Eqs

Saturday, May 23, 2015

What happens to an evaporating black hole?

For years now I have written about the quantum physics of black holes, and each and every time I have pushed a single idea: that if black holes behave as (almost perfect) black bodies, then they should be described by the same laws as black bodies are. And that means that besides the obvious processes of absorption and reflection, there is the quantum process of spontaneous emission (discovered to occur in black holes by Hawking), and this other process, called stimulated emission (neglected by Hawking, but discovered by Einstein). The latter solves the problem of what happens to information that falls into the black hole, because stimulated emission makes sure that a copy of that information is always available outside of the black hole horizon (the stories are a bit different for classical vs. quantum information. These stories are told in a series of posts on this blog:

Oh these rascally black holes (Part I)
Oh these rascally black holes (Part II)
Oh these rascally black holes (Part III)
Black holes and the fate of quantum information
The quantum cloning wars revisited 

I barely ever thought about what happens to a black hole if nothing is falling in it. We all know (I mean, we have been told) that the black hole is evaporating. Slowly, but surely. Thermodynamic calculations can tell you how fast this evaporation process is: the rate of mass loss is inversely proportional to the square of the black hole mass. 

But there is no calculation of the entropy (and hence the mass) of the black hole as a function of time!

Actually, I should not have said that. There are plenty of calculations of this sort. There is the CGHS Model, the JT Model, and several others. But these are models of quantum gravity in which the scalar field of standard curved space quantum field theory (CSQFT, the theory developed by Hawking and others to understand Hawking radiation) is coupled in one way or the other to another field (often the dilaton).You cannot calculate how the black hole loses its mass in standard CSQFT, because that theory is a free field theory! Those quantum fields interact with nothing!

-- INFORMATION SUPPLIED --
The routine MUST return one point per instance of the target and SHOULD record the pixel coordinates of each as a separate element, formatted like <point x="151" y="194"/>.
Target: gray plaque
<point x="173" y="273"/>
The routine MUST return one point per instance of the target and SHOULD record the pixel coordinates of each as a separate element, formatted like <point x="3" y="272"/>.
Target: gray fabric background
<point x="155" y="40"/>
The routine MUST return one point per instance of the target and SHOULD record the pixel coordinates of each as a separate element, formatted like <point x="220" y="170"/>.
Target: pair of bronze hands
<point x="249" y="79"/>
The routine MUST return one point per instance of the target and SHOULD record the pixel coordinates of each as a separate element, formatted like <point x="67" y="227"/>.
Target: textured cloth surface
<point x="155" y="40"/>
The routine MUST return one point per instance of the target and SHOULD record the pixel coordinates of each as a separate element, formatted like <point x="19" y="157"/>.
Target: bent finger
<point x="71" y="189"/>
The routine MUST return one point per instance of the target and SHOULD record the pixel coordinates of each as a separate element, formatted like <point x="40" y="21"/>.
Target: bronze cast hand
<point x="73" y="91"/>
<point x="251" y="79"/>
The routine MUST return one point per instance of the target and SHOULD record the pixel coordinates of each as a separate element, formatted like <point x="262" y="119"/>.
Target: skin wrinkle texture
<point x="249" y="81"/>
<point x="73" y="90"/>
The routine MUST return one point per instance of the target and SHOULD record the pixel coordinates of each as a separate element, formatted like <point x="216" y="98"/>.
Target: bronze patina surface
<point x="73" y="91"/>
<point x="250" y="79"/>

-- OBJECTIVE --
Reproduce the passage of the post on evaporating black holes that lies between "Black holes and" and "function of time!", inclusive, word for word.

-- ANSWER --
Black holes and the fate of quantum information
The quantum cloning wars revisited 

I barely ever thought about what happens to a black hole if nothing is falling in it. We all know (I mean, we have been told) that the black hole is evaporating. Slowly, but surely. Thermodynamic calculations can tell you how fast this evaporation process is: the rate of mass loss is inversely proportional to the square of the black hole mass. 

But there is no calculation of the entropy (and hence the mass) of the black hole as a function of time!